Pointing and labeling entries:
----

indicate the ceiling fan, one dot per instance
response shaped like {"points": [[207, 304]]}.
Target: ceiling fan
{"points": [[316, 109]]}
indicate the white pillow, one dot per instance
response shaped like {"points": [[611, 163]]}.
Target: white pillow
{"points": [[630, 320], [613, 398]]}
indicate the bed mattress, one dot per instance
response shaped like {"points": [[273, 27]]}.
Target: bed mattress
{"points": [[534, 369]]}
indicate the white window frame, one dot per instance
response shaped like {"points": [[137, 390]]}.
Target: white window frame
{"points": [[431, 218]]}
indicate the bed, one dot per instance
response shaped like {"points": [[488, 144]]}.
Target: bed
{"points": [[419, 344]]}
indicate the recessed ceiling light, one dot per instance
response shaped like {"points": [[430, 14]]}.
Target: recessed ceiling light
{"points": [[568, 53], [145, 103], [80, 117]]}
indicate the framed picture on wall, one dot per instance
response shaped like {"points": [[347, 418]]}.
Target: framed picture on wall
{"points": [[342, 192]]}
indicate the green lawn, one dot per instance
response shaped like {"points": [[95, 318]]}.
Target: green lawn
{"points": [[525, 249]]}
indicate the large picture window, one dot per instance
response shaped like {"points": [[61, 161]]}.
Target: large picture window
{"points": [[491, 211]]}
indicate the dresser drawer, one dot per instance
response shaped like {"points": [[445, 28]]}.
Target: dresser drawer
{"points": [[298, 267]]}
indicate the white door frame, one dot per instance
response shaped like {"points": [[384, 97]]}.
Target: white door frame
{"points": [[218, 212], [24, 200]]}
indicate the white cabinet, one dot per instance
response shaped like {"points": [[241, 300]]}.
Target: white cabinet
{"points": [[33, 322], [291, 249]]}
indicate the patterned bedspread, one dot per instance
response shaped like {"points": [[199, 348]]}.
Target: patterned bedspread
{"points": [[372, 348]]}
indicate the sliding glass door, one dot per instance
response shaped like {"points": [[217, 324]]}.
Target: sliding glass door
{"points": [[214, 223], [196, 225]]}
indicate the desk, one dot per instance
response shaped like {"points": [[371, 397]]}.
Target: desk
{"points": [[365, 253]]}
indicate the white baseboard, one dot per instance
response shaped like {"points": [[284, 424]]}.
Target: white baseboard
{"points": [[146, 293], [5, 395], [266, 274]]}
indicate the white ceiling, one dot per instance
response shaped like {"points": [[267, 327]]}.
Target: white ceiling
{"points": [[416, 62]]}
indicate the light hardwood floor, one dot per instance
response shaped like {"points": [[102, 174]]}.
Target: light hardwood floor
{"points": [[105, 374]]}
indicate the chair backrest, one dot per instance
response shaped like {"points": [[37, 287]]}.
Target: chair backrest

----

REQUIREMENT: Repeat exactly, and only, the lines from the line containing "indicate the desk, one dot per instance" through the last line of the records above, both included.

ANSWER TO THE PROBLEM:
indicate the desk, one dot per instance
response shaped like {"points": [[371, 397]]}.
Target: desk
{"points": [[365, 253]]}
indicate the white baseboard, one dot per instance
response shaped like {"points": [[284, 424]]}.
Target: white baseboard
{"points": [[146, 293], [5, 395], [266, 274]]}
indicate the white ceiling, one dot per instance
response shaped like {"points": [[267, 327]]}.
Target: white ceiling
{"points": [[416, 62]]}
indicate the light hardwood floor, one dot per instance
response shaped like {"points": [[102, 174]]}.
Target: light hardwood floor
{"points": [[105, 374]]}
indicate the chair backrest, one dot per instance
response shaped like {"points": [[37, 287]]}.
Target: chair backrest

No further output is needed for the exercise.